About this exercise:
Within the entries underneath, how many lines include the string "vinyl"? State only the number.

Records:
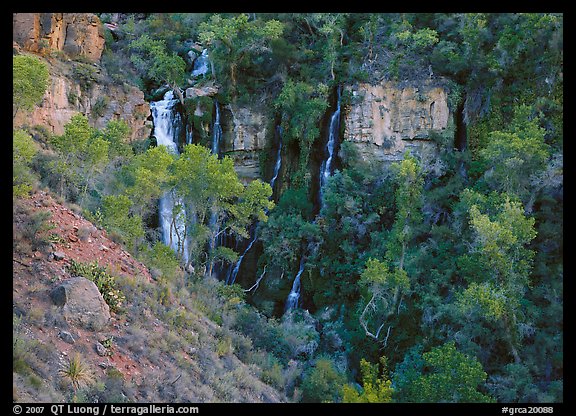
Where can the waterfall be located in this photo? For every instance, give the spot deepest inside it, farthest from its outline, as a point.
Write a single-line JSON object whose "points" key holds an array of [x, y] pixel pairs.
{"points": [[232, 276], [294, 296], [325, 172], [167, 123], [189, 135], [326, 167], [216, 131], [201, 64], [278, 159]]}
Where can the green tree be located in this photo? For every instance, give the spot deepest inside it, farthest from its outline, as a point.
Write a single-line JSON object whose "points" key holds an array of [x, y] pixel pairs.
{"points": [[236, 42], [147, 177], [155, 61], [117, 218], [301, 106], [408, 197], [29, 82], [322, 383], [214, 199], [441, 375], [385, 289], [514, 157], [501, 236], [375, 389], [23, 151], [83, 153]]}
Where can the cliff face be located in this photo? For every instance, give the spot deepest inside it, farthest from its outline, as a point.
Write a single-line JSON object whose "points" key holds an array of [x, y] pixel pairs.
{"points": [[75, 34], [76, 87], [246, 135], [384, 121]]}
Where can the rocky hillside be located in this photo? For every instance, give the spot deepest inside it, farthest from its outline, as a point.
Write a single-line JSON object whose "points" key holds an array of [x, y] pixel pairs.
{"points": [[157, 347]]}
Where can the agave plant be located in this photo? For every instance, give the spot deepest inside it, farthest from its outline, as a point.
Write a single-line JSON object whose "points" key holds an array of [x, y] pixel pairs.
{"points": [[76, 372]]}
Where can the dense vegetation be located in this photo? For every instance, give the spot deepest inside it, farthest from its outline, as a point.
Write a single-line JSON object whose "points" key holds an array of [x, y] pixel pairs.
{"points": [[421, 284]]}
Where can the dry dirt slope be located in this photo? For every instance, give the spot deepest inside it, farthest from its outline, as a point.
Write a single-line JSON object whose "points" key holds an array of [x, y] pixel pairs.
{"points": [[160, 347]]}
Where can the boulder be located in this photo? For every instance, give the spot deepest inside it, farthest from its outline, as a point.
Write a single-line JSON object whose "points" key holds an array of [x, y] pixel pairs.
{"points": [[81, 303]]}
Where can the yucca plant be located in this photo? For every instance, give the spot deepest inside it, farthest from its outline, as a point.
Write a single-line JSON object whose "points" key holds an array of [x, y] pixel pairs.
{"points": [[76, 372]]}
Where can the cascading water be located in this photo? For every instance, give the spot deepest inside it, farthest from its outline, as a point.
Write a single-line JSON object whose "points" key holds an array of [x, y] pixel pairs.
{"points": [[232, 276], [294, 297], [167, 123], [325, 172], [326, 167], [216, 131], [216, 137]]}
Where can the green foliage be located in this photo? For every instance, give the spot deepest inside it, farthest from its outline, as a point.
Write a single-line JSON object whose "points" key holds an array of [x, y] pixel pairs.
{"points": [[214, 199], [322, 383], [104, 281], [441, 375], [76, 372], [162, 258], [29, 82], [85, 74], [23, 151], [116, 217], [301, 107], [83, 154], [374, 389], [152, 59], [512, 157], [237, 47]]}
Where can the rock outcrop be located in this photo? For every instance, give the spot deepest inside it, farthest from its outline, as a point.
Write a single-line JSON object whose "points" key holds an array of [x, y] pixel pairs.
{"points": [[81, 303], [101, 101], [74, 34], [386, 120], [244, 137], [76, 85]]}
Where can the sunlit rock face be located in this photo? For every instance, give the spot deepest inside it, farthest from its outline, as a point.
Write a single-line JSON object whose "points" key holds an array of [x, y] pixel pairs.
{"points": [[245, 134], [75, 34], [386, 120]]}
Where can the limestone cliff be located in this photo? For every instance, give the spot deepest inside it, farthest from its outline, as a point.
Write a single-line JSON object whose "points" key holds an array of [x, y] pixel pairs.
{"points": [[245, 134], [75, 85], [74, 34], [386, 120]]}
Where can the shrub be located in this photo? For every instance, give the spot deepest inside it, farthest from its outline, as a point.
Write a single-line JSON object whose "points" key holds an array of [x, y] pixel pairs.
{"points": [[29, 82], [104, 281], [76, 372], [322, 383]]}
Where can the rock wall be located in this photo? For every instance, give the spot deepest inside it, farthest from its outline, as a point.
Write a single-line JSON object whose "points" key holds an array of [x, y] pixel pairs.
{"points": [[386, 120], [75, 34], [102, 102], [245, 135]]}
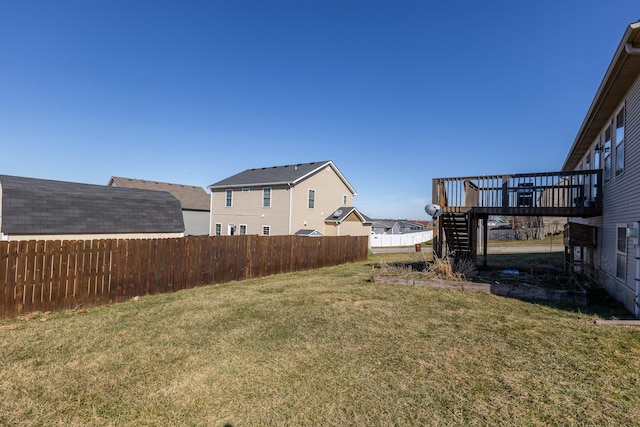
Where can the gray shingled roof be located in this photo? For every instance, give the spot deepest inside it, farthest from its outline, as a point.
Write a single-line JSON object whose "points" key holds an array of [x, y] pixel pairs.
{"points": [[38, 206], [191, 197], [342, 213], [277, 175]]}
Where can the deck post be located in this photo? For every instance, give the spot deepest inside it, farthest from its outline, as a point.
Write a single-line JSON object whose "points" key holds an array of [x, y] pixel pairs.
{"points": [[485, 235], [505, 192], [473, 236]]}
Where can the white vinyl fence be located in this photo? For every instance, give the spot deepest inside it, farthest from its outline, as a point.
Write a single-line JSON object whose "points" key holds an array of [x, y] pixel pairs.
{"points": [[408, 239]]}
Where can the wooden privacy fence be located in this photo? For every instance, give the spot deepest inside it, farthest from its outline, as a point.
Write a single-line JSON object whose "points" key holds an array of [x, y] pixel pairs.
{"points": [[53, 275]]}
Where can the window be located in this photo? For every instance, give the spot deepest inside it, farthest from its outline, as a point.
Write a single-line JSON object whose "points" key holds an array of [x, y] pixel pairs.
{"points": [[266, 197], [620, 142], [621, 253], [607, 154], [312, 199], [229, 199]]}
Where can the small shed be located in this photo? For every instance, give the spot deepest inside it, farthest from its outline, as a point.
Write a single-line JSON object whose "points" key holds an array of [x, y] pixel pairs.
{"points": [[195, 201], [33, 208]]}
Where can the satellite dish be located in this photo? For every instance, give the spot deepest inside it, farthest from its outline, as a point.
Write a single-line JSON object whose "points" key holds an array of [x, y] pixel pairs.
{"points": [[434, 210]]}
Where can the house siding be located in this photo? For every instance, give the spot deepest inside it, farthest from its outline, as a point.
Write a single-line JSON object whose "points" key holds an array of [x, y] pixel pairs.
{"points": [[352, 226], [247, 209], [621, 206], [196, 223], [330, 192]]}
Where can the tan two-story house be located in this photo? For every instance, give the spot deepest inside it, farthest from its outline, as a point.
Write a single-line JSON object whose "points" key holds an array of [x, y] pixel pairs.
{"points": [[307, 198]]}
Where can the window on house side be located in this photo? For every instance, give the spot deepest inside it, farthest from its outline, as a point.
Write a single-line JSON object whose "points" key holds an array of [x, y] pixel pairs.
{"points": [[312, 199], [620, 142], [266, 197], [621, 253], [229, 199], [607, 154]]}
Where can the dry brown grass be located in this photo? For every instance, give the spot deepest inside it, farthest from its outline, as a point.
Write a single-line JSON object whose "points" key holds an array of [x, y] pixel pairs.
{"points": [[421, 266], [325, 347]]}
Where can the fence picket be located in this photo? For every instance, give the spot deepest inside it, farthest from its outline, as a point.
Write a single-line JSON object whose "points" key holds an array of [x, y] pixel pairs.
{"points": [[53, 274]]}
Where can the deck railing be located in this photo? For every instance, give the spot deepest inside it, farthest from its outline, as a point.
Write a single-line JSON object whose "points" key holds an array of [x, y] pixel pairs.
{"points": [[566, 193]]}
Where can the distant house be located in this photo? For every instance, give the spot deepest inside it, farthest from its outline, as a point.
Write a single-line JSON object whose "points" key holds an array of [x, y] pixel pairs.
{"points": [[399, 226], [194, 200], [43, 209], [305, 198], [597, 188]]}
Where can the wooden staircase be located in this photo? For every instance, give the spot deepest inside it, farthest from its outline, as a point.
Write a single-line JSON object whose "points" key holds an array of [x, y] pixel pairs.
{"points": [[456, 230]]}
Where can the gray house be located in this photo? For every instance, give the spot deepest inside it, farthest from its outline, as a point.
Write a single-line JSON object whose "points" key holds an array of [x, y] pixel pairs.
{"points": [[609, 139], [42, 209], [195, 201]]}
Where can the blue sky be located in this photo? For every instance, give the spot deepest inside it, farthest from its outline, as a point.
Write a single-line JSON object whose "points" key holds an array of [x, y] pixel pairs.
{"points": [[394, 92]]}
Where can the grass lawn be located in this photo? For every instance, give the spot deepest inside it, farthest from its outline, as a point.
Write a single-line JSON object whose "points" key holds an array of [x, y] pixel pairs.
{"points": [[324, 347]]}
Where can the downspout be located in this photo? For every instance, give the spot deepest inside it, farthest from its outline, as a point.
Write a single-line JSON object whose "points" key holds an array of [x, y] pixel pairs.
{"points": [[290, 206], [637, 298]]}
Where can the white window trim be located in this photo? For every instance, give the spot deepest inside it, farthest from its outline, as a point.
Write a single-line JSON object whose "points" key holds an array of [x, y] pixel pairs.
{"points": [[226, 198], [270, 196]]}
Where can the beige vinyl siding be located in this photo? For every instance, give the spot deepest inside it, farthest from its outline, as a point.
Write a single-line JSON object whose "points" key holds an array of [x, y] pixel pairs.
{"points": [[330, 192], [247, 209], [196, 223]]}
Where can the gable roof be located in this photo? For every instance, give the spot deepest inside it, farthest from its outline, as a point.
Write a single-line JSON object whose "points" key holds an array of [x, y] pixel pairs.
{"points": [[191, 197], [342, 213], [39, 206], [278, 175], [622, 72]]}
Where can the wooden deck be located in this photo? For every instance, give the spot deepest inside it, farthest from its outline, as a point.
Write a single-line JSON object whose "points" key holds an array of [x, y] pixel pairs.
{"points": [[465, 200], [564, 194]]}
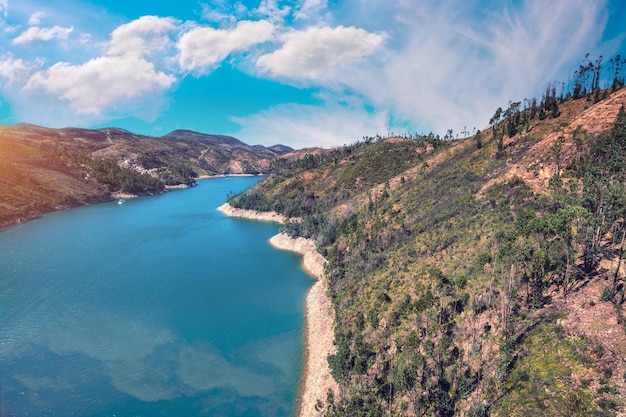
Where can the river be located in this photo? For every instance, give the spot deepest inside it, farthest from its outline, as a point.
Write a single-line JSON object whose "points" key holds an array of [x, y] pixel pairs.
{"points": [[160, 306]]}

Result of the exercise:
2